What this task involves - Starting with the line containing "Tag the wildebeest with" and going on through the line containing "<point>174,130</point>", reproduce those lines of the listing with "wildebeest" changed to "gnu" and nothing else altered.

━━━ Source material

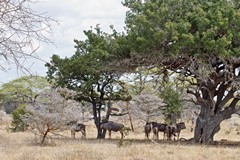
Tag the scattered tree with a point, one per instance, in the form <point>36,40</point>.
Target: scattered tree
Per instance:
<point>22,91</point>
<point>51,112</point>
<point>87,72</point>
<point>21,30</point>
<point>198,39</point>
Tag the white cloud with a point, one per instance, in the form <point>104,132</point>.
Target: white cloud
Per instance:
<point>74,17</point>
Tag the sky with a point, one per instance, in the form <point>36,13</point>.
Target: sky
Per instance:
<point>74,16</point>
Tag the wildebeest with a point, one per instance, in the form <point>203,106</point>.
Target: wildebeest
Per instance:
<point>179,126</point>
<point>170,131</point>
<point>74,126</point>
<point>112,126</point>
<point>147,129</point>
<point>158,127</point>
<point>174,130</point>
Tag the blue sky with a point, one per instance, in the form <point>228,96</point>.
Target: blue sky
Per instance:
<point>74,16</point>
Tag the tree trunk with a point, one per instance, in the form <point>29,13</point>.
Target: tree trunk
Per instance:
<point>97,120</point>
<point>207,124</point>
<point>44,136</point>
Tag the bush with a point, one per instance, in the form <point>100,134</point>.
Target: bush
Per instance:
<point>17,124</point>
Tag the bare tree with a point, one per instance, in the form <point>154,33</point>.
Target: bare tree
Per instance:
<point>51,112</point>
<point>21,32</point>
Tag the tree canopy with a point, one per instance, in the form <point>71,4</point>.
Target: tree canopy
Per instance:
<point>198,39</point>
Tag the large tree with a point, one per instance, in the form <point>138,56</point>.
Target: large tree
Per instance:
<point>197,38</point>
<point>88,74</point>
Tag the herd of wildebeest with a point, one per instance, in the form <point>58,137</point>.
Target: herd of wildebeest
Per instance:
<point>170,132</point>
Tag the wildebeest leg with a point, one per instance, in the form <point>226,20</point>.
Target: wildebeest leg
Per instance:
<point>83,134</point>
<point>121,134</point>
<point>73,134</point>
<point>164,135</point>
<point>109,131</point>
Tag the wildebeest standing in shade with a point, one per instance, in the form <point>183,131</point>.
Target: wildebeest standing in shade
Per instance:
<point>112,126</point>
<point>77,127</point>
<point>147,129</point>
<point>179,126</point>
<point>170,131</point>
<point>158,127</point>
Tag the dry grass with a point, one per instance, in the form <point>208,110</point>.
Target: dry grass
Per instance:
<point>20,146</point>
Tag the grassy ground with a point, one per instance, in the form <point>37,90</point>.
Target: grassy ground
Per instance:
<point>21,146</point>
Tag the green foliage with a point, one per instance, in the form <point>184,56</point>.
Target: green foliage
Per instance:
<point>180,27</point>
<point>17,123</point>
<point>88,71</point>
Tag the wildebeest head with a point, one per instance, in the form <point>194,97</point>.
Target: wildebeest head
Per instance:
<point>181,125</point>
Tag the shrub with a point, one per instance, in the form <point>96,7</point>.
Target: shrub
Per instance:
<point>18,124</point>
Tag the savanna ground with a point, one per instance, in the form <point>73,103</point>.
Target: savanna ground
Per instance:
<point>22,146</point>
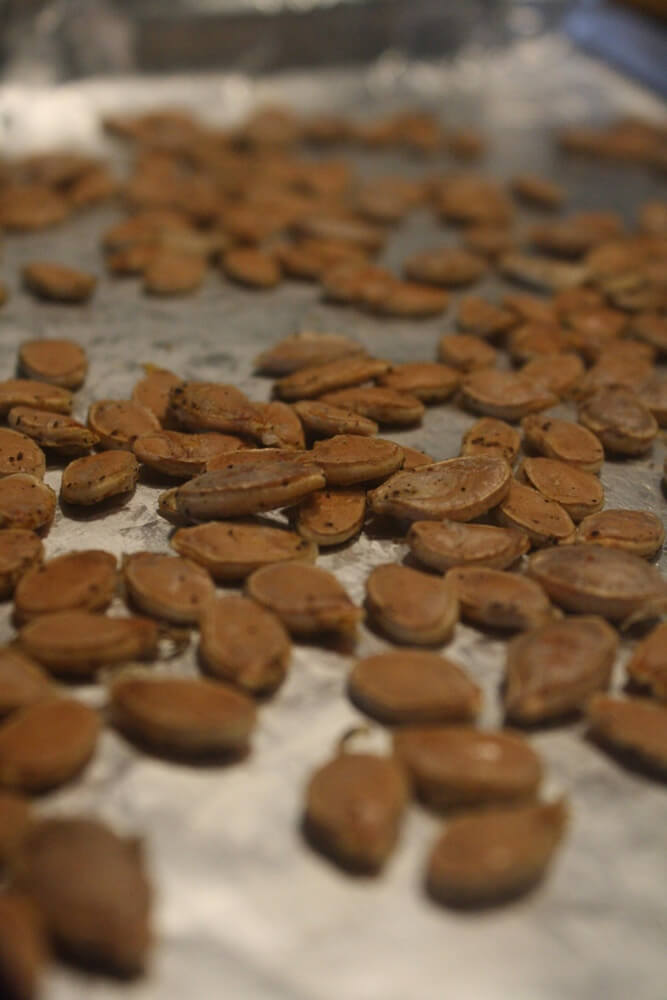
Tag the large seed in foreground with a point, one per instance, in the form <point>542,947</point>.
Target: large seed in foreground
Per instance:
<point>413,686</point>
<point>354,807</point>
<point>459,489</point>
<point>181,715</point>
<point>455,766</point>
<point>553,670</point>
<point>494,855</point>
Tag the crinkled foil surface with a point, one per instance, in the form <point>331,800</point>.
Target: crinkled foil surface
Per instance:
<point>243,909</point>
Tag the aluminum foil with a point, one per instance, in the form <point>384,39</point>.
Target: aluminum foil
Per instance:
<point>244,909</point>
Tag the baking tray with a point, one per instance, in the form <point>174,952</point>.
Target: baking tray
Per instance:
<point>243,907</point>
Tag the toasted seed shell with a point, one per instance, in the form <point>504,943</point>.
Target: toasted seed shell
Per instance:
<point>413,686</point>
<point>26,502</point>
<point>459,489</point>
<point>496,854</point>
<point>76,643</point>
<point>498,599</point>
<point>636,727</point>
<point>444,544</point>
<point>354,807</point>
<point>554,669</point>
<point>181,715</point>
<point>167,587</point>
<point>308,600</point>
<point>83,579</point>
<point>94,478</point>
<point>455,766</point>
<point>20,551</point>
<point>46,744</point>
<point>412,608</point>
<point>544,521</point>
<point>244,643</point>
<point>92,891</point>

━━━━━━
━━━ Source material

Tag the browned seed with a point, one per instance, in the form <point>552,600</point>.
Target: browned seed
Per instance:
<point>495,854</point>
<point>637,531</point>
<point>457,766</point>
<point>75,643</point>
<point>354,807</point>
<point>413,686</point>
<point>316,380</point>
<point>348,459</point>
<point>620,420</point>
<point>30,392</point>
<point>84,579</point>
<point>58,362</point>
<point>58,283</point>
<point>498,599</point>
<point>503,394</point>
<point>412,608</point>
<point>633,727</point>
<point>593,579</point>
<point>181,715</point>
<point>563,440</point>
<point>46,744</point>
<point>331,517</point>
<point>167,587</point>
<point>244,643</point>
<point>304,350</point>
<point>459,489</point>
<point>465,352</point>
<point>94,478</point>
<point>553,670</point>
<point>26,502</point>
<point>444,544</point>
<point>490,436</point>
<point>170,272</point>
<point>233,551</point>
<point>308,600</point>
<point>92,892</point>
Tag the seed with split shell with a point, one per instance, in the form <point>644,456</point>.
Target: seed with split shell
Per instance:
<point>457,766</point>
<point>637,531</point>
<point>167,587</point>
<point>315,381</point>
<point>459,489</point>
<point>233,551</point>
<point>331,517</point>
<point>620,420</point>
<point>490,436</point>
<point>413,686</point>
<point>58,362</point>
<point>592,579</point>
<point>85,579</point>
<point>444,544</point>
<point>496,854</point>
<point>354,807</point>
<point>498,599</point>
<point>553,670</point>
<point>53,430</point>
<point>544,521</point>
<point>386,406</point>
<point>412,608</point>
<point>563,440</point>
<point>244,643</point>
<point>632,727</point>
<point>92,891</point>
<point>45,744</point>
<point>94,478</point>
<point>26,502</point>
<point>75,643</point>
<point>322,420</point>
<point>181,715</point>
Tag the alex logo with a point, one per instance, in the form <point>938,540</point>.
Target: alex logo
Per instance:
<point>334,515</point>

━━━━━━
━━━ Source material

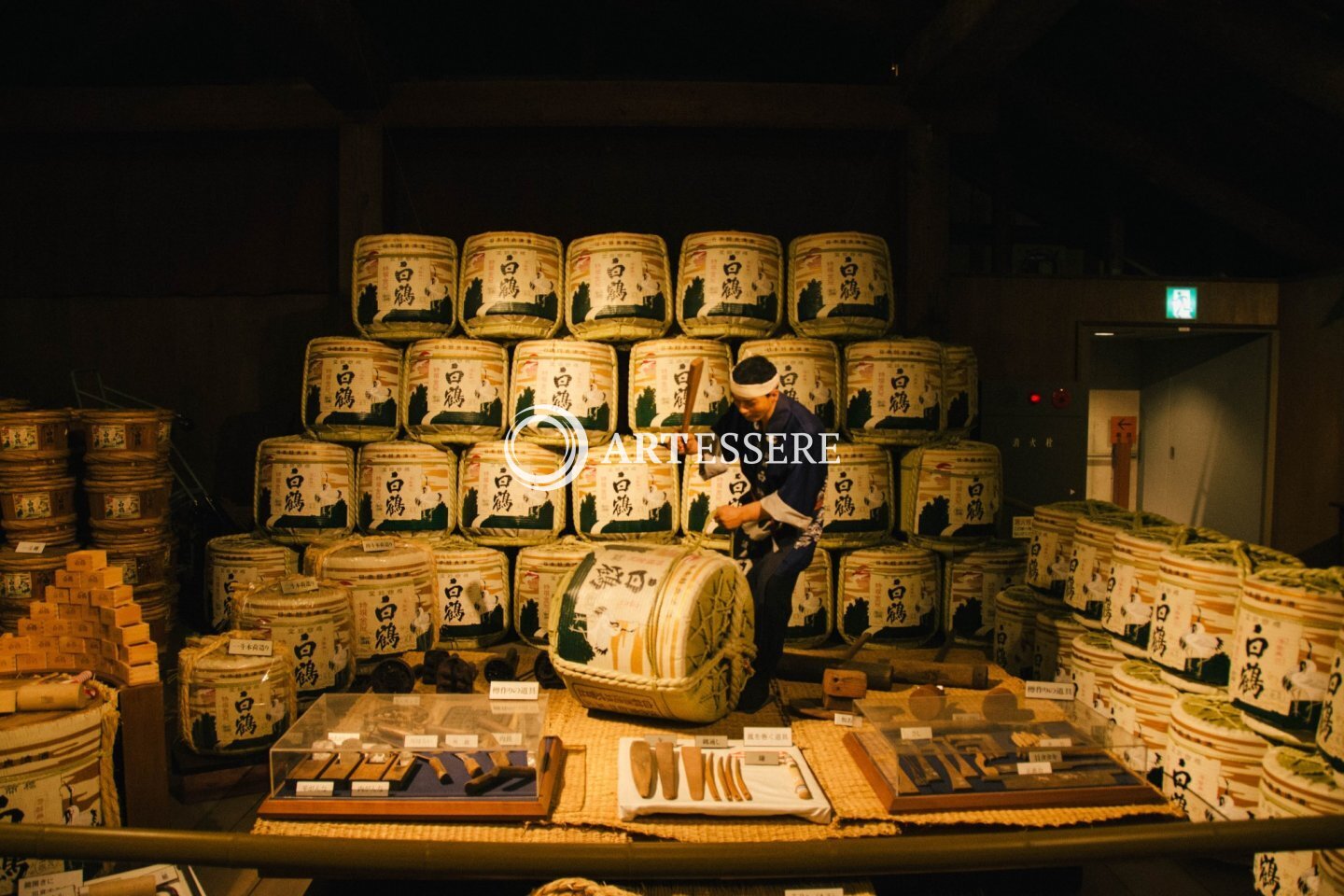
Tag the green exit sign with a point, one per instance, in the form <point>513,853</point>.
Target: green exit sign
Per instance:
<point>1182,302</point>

━━━━━━

Exercise result -
Tag the gnu with a point, one per instance, in the form <point>203,106</point>.
Target: gnu
Per instance:
<point>179,126</point>
<point>170,131</point>
<point>74,126</point>
<point>112,126</point>
<point>147,129</point>
<point>158,127</point>
<point>174,130</point>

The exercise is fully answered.